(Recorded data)
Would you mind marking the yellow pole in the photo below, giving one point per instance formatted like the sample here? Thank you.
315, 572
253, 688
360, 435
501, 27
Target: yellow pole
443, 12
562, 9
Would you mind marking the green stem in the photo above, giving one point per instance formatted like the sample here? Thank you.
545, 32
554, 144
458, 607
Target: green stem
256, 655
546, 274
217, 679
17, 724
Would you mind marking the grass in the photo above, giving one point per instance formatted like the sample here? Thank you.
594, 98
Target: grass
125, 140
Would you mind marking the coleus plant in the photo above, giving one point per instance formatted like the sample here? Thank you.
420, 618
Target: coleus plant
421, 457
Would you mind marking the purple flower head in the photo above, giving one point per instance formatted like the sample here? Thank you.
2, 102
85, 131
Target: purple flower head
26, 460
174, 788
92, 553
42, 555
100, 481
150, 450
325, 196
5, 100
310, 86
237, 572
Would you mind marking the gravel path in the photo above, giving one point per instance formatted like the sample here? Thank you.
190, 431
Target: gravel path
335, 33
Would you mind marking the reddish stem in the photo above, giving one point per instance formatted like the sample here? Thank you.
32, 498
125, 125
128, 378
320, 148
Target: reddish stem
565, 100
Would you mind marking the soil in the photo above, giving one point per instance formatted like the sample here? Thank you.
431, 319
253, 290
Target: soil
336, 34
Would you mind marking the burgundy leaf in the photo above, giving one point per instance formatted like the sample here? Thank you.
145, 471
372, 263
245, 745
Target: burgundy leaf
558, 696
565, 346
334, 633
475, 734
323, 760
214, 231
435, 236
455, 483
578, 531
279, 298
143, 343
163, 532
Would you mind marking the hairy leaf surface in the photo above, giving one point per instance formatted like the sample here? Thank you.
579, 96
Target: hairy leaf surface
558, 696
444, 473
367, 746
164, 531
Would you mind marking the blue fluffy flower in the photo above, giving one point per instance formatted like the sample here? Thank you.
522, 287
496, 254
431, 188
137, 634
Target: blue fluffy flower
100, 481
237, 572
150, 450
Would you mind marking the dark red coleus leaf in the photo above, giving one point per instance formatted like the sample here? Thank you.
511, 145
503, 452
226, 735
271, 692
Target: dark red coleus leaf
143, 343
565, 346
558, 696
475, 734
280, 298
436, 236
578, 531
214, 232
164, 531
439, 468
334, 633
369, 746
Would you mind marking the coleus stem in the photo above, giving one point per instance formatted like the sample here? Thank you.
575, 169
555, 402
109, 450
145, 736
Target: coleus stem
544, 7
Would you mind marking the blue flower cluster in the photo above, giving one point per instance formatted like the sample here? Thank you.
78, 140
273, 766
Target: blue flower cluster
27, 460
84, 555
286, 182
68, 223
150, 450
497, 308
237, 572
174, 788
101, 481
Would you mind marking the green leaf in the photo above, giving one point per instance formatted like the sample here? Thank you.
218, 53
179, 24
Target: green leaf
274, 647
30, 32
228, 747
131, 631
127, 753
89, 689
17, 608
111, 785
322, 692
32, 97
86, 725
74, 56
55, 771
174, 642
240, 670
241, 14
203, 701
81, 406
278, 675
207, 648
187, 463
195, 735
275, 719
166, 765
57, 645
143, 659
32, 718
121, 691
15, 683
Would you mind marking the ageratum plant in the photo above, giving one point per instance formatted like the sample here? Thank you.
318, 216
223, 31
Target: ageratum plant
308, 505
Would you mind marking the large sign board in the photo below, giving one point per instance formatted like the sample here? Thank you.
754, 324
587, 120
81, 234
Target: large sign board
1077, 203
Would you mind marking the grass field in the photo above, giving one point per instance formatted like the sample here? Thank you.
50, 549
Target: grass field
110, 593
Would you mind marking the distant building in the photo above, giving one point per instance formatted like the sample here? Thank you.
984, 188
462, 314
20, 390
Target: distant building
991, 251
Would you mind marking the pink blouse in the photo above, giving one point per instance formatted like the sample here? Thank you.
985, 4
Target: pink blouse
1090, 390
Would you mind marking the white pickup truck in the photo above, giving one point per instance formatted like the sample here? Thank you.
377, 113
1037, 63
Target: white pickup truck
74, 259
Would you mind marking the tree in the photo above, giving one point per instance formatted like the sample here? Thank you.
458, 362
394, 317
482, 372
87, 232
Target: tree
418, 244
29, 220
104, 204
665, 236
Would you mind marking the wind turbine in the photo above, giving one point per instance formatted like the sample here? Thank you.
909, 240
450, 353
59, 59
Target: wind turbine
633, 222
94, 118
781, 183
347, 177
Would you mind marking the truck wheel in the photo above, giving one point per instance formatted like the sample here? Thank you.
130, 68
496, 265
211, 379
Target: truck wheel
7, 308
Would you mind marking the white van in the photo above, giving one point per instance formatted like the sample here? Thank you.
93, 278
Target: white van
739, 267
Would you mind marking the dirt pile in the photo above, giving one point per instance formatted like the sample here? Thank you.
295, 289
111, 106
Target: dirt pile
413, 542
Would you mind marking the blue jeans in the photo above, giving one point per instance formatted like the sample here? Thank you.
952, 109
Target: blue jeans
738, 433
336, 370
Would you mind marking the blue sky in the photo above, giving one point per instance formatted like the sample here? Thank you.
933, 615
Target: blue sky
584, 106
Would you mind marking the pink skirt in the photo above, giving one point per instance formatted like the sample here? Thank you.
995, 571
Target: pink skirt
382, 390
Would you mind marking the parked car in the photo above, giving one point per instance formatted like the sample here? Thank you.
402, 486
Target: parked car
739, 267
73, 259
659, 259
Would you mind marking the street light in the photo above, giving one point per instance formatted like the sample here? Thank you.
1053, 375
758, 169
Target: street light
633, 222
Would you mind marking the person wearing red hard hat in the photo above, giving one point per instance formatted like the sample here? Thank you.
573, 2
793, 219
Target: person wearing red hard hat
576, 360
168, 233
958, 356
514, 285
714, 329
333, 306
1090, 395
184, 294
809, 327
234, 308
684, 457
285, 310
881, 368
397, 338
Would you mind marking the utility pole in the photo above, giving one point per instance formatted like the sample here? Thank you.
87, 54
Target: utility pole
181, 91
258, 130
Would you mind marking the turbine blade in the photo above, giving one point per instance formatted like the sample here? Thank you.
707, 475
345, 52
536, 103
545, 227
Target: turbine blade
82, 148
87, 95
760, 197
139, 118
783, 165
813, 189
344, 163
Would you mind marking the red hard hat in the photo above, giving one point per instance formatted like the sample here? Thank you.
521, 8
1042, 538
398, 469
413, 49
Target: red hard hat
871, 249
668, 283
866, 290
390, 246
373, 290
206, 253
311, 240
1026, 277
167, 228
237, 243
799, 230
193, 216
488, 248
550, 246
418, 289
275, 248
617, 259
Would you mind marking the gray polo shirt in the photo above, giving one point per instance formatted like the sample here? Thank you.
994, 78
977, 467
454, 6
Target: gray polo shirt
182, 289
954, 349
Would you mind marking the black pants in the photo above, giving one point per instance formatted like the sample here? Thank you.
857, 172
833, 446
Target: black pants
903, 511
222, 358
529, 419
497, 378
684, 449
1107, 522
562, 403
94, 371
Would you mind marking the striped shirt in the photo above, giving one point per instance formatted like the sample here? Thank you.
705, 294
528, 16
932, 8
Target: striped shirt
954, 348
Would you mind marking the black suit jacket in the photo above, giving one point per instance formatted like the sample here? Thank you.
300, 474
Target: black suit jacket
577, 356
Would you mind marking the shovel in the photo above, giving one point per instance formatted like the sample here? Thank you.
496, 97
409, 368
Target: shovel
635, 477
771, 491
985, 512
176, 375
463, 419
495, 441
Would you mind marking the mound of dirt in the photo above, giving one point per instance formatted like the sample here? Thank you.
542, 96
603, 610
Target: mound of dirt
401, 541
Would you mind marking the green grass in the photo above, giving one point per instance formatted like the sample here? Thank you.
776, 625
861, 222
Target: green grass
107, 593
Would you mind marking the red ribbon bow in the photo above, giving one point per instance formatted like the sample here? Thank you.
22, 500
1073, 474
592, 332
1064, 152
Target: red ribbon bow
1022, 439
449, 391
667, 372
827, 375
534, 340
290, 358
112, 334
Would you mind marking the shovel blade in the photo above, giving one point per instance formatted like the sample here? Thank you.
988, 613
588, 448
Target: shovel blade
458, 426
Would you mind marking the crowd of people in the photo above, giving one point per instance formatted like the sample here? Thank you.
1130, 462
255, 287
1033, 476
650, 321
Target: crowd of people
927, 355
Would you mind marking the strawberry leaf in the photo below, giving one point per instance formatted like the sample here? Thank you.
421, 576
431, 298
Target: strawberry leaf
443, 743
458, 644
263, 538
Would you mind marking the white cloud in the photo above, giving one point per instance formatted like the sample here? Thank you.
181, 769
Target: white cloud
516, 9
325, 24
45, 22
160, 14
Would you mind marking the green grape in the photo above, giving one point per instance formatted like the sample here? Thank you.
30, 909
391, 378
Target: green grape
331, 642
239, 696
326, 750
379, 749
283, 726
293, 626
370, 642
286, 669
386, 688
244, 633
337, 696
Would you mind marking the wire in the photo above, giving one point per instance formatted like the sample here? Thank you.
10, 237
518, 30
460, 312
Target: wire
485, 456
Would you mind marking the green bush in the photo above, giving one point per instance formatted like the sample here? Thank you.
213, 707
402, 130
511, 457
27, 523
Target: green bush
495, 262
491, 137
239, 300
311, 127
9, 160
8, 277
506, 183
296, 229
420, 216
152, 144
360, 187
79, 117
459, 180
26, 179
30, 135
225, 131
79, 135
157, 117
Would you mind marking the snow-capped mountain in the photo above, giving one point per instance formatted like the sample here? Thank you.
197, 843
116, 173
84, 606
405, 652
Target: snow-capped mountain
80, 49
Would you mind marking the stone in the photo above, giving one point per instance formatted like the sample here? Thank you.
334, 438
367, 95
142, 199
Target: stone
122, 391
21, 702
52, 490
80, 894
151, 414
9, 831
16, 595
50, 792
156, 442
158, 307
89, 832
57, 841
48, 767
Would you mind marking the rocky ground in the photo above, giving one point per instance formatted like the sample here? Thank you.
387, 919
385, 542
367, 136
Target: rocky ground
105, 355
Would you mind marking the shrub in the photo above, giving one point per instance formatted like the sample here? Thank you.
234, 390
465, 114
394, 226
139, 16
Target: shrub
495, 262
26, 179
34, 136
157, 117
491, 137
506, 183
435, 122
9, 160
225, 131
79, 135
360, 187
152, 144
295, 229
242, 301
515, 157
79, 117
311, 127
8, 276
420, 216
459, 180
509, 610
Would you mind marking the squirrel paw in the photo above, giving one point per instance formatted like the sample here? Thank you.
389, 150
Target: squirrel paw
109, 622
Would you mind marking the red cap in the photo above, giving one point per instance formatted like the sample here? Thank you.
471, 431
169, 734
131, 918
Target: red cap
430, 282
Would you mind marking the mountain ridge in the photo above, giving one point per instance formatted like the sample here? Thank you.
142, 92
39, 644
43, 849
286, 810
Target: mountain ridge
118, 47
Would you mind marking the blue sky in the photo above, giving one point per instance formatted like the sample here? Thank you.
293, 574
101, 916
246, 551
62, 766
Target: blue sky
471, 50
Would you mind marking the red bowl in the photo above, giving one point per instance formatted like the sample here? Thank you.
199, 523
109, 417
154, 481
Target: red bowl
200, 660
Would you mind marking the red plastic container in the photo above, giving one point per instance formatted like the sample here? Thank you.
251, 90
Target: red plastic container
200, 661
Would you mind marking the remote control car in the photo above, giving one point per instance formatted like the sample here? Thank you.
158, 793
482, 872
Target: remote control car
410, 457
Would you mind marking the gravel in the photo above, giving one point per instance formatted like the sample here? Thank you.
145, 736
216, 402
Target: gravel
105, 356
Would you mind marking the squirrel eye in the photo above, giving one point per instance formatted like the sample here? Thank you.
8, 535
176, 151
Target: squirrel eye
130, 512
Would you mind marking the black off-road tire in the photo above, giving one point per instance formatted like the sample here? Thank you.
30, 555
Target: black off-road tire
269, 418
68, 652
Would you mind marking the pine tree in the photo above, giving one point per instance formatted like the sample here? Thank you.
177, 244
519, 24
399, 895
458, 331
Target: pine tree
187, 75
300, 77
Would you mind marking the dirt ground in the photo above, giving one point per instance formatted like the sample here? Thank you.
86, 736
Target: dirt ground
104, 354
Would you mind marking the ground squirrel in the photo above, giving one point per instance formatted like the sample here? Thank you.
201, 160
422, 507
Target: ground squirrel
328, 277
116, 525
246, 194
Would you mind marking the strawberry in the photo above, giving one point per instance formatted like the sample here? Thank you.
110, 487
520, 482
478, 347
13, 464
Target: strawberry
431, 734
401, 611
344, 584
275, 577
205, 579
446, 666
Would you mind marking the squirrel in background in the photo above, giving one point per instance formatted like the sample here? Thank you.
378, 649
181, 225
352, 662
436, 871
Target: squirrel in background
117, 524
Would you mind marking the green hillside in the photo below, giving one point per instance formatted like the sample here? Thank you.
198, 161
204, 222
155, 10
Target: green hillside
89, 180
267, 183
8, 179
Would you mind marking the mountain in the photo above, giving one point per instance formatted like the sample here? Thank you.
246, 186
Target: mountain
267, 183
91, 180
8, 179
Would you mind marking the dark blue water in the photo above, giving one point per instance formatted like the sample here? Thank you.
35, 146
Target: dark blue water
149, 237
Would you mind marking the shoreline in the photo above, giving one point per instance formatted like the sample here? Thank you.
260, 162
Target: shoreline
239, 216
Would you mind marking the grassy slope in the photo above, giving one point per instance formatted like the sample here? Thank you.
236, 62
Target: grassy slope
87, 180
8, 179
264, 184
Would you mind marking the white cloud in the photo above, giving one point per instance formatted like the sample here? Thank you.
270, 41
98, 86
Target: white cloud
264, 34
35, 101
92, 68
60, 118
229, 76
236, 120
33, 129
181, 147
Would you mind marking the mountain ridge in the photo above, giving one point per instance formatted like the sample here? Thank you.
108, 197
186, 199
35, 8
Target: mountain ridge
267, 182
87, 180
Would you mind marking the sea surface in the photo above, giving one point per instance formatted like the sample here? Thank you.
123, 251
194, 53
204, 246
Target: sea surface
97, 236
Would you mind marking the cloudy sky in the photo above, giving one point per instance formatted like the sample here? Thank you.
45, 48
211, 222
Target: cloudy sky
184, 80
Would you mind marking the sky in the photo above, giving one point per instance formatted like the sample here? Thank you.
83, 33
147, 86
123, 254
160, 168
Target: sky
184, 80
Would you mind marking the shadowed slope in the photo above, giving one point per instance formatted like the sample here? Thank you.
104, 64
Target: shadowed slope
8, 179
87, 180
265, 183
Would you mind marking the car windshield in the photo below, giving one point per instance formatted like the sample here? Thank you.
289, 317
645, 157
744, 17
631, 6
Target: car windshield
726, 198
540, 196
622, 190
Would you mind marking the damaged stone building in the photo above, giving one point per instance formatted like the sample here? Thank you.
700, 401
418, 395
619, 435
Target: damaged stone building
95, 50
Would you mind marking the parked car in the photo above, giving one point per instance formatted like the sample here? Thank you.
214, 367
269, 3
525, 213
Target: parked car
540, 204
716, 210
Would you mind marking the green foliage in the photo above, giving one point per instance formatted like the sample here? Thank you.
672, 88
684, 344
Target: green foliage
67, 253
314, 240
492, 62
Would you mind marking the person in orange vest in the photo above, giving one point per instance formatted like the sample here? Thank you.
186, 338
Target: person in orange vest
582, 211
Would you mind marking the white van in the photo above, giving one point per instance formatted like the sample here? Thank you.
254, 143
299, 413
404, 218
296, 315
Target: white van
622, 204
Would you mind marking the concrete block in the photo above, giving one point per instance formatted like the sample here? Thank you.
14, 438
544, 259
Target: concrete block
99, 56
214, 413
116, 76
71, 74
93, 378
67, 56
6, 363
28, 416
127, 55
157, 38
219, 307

GIVEN PROBLEM — Return exactly, and only, the line containing "Would you mind marking the green foliage" and every line after it through the end of the material.

ANSWER IN FULL —
Would you mind marking the green foliage in the photo above, giving one point per instance formatted like the sample here? Thank you.
672, 88
684, 344
Target: green foliage
67, 253
314, 240
492, 62
Would you mind marking the person in orange vest in the photo above, giving one point per instance formatted like the sample here? Thank you.
186, 338
Target: person in orange vest
582, 211
Would you mind marking the white van in the photo above, giving one point per instance formatted like the sample here? Thank you.
254, 143
299, 413
404, 218
296, 315
Target: white van
622, 204
Would you mind marking the concrete block in the photo above, giving one point per instance formatted like the sample here? Thank you.
14, 438
544, 259
Target: concrete block
99, 56
214, 413
116, 76
71, 74
93, 378
67, 56
6, 363
28, 416
127, 55
157, 38
219, 307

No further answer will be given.